[SELECTED EXTRACT]
HIT THE GROUND RUNNING
Trading in school is a valid option for teenagers to kickstart their careers. Cara Jenkin reports
SCHOOL students can gain their high school certificate as well as a headstart in their career without having to sit through weeks of boring classes or study for exams – yet fewer teenagers are taking up the option.
Those that do tend to be “surprised and relieved” to have found the alternative study pathway that sets them up for jobs in burgeoning industries ranging from construction to information technology.
Latest National Centre for Vocational Education Research figures show the number of school students studying VET in Schools (vocational education and training) nationally – whether a single vocational subject or certificate qualification – fell from 252,610 in 2012 to 243,280 in 2016.
The number doing a school-based apprenticeship or traineeship has fallen from 23,025 in 2012 to 17,200 in 2016. In Queensland, the number fell from 89,940 in 2012 to 81,290 in 2016.
Learning facilitator and vocational college principal Patrick O’Reilly says parents and students are both “surprised and relieved” to discover vocational learning is an option open to students to achieve their QCE.
O’Reilly says not enough meaningful opportunities are offered to students in traditional schools and too much emphasis is placed on receiving an OP at the end of high school and moving into university.
He says Australia should look to countries such as Germany, where vocational pathways are valued just as highly as tertiary ones.

[RECORD SET]
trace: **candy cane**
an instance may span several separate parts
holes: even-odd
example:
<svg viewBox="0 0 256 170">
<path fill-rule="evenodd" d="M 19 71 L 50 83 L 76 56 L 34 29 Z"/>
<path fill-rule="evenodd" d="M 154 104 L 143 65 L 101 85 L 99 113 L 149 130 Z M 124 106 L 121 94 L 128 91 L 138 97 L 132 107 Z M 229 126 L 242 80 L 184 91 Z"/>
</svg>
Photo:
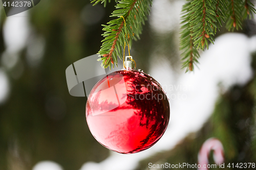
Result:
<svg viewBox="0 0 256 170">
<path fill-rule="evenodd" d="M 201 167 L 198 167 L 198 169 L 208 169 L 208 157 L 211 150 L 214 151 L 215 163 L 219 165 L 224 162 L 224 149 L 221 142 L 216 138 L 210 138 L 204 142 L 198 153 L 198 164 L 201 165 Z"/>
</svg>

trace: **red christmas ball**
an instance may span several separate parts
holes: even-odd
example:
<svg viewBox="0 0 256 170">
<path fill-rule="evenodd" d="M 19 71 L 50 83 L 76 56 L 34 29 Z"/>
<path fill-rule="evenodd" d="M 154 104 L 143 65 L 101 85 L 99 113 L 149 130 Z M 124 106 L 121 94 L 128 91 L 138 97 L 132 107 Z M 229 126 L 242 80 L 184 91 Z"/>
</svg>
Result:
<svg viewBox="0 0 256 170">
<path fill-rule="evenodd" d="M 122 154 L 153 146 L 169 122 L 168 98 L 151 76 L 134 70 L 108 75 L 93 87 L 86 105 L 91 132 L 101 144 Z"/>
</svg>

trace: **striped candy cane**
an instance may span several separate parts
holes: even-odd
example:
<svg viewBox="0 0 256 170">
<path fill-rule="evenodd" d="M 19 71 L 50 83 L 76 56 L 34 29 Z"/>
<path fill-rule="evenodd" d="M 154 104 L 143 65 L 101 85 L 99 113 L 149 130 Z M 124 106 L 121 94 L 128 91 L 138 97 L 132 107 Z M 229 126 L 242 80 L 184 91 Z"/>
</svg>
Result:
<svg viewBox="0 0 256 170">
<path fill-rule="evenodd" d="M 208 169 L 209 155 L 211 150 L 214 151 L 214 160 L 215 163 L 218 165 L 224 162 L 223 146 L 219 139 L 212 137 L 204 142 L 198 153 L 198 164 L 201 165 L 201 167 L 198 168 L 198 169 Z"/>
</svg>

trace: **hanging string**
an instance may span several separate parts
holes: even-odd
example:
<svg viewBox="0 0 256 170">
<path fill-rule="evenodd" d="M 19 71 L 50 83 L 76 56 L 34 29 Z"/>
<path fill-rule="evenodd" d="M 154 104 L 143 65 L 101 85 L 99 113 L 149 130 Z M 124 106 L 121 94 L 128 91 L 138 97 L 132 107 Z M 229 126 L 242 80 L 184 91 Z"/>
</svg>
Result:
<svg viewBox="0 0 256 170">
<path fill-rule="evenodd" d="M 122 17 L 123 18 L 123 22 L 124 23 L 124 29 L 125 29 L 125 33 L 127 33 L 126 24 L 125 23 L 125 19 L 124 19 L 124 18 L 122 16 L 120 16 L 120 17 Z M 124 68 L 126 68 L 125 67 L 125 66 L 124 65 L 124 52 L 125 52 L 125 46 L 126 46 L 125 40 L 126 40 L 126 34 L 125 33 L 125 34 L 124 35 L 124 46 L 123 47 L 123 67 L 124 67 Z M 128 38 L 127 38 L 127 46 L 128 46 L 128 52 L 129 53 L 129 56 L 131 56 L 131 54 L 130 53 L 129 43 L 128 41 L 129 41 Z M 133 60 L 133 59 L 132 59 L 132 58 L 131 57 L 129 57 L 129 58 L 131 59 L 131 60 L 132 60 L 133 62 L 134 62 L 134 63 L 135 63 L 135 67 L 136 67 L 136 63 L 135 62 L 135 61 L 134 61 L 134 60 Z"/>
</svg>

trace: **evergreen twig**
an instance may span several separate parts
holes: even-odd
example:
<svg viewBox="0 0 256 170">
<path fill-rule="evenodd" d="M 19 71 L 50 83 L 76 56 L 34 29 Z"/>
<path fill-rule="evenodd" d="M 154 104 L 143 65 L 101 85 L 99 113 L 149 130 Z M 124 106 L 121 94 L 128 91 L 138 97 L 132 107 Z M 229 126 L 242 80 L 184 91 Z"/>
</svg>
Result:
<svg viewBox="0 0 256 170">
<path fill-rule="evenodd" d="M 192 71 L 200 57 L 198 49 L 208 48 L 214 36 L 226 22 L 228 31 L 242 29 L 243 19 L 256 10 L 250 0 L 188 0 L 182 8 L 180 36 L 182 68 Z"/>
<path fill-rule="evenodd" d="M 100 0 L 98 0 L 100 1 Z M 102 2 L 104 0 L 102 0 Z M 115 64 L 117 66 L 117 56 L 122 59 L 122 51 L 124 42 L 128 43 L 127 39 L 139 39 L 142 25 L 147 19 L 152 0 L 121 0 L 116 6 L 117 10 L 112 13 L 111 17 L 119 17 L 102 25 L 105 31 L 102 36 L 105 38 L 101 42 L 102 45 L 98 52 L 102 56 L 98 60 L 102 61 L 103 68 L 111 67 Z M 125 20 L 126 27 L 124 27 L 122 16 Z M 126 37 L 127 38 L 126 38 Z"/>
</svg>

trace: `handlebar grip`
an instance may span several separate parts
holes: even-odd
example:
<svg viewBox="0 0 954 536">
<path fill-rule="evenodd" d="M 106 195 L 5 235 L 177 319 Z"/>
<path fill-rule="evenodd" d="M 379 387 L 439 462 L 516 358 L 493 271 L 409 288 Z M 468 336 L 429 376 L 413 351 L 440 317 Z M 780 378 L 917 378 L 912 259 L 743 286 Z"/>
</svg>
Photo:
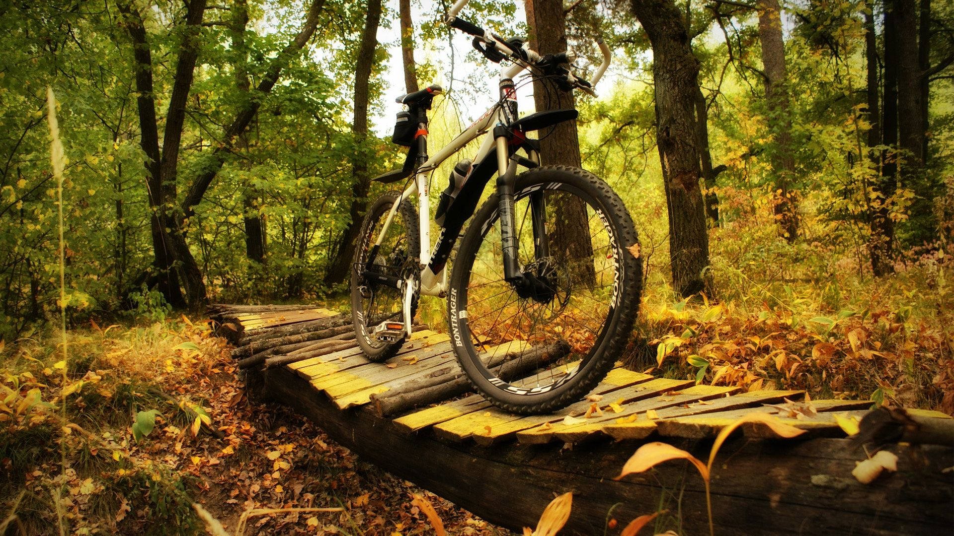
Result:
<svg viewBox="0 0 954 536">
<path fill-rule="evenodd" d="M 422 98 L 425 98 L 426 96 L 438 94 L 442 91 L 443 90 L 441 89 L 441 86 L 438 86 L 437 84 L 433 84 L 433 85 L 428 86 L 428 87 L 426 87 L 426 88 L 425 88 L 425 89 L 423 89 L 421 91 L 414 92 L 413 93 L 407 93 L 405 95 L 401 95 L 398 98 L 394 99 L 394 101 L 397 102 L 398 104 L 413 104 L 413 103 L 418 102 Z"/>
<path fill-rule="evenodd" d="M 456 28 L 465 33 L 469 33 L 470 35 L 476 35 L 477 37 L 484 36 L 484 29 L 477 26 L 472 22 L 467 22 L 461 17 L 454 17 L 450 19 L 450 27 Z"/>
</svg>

[WORK REQUEST] Print the stretch of the vocational-training article from "The number doing" through "moving into university.". Draw only on the vocational-training article.

[YOUR RESPONSE]
The number doing a school-based apprenticeship or traineeship has fallen from 23,025 in 2012 to 17,200 in 2016. In Queensland, the number fell from 89,940 in 2012 to 81,290 in 2016.
Learning facilitator and vocational college principal Patrick O’Reilly says parents and students are both “surprised and relieved” to discover vocational learning is an option open to students to achieve their QCE.
O’Reilly says not enough meaningful opportunities are offered to students in traditional schools and too much emphasis is placed on receiving an OP at the end of high school and moving into university.